» Material shown
☆ ☆ ☆

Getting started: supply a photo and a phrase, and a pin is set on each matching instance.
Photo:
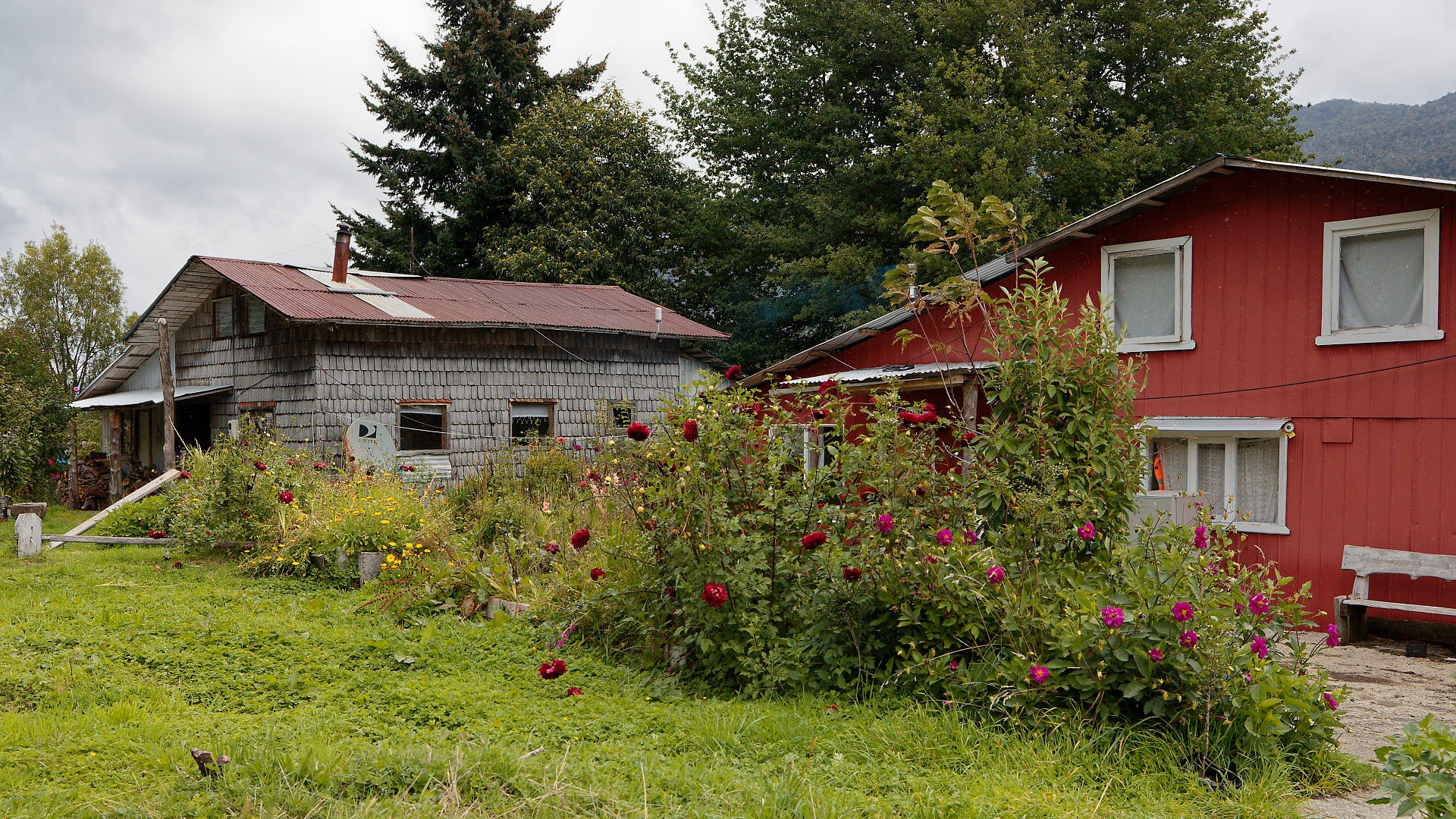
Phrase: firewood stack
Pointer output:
(92, 484)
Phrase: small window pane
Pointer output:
(1145, 295)
(1210, 477)
(421, 428)
(530, 420)
(622, 416)
(1256, 491)
(1382, 279)
(1169, 466)
(221, 318)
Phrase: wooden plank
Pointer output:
(108, 539)
(1400, 607)
(1365, 561)
(156, 484)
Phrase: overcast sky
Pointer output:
(165, 129)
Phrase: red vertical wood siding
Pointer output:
(1257, 293)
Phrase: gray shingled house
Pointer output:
(452, 368)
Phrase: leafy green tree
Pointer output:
(67, 300)
(821, 121)
(599, 200)
(443, 178)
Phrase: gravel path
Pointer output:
(1386, 691)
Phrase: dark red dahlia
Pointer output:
(715, 595)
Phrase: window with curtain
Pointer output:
(422, 428)
(530, 420)
(1237, 475)
(1147, 290)
(1381, 279)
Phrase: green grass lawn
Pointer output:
(112, 665)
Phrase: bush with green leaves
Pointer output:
(237, 490)
(1008, 582)
(139, 519)
(1420, 770)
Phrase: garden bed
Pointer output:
(120, 662)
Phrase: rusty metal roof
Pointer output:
(300, 297)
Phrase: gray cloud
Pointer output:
(165, 129)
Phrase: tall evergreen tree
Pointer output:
(823, 121)
(443, 178)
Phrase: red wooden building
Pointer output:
(1269, 299)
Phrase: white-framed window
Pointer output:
(1147, 293)
(1382, 279)
(1238, 466)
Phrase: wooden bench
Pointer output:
(1350, 611)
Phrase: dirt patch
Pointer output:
(1386, 691)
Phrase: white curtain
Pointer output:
(1382, 279)
(1210, 477)
(1256, 480)
(1145, 295)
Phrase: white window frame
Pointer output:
(1183, 315)
(1430, 221)
(1226, 431)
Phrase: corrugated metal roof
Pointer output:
(460, 302)
(1088, 226)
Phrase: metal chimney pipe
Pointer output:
(341, 254)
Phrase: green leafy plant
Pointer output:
(1420, 770)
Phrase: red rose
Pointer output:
(715, 595)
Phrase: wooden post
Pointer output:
(74, 472)
(114, 455)
(169, 410)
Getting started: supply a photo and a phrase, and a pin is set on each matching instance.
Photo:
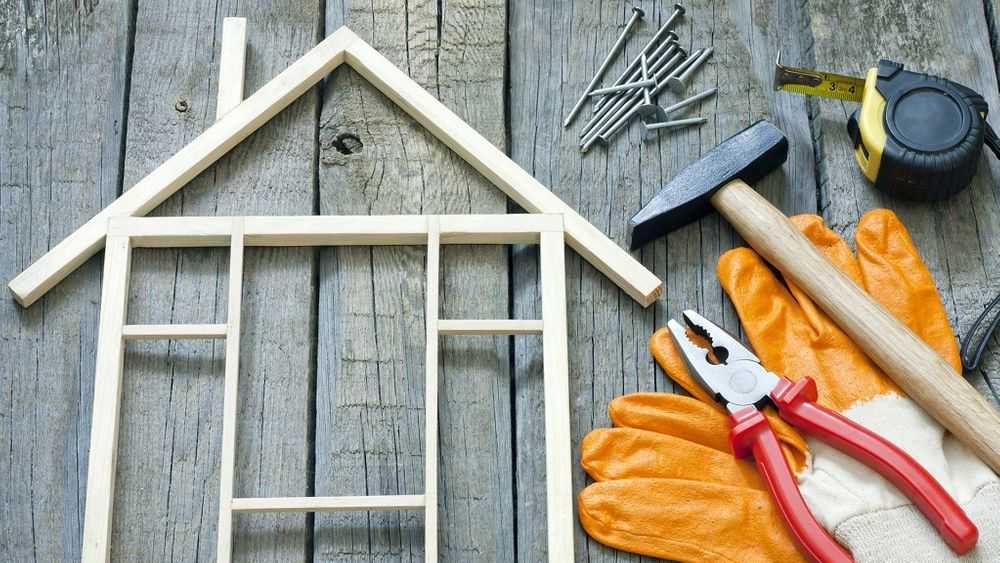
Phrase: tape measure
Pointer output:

☆ ☆ ☆

» Required work
All of the lines above should be copied exactly, apart from the pictures.

» Answer to this problem
Getting started: supply a photo and a phrase, and a pin is set on each matching instance.
Photo:
Phrase: firewood stack
Pointer output:
(92, 484)
Phrase: small window pane
Pointer output:
(1145, 295)
(1210, 477)
(421, 428)
(530, 420)
(622, 416)
(1256, 491)
(1382, 279)
(1169, 466)
(221, 318)
Phrase: wooden plank
Pointer output:
(108, 539)
(1400, 607)
(1365, 561)
(156, 484)
Phrase: overcast sky
Pointer output:
(165, 129)
Phrase: red vertical wood siding
Pointer output:
(1257, 293)
Phrase: gray shingled house
Pointer output:
(452, 368)
Phrase: leafy green tree
Pointer output:
(67, 300)
(821, 121)
(599, 200)
(443, 178)
Phrase: gravel path
Pointer output:
(1386, 691)
Phrase: dark red dahlia
Pointer output:
(715, 595)
Phrase: window with curtain
Pointer output:
(422, 428)
(530, 420)
(1237, 475)
(1147, 290)
(1381, 279)
Phrase: green grass lawn
Pointer output:
(112, 665)
Phrase: bush with green leaves
Pointer output:
(237, 490)
(1008, 582)
(139, 519)
(1420, 770)
Phrase: garden bed
Pointer output:
(120, 662)
Phrase: rusty metal roof
Pointer output:
(300, 297)
Phrase: gray cloud
Pointer output:
(165, 129)
Phrase: tall evergreen tree
Pointer output:
(823, 121)
(443, 178)
Phrase: red wooden building
Pointer output:
(1269, 299)
Phrase: white-framed window
Pointer output:
(1147, 293)
(1382, 279)
(1238, 466)
Phrase: wooden bench
Pointer output:
(1350, 611)
Phrase: dirt patch
Pointer output:
(1386, 691)
Phrase: white curtain
Pointer output:
(1382, 279)
(1210, 477)
(1256, 480)
(1145, 295)
Phrase: white window frame
Pointer output:
(1183, 315)
(1430, 221)
(1226, 431)
Phrase: corrugated metal roof
Pointer output:
(460, 302)
(1088, 226)
Phrase: metal chimney pipe
Pointer output:
(341, 254)
Phrase: green leafy plant
Pointer output:
(1420, 770)
Phrase: red rose
Pointer output:
(715, 595)
Phrase: wooden post
Pointer output:
(74, 472)
(114, 455)
(169, 410)
Getting started: supply a photo and a phrase, and a pin is set on each matching instance.
Photo:
Phrase: tape measure
Pointer output:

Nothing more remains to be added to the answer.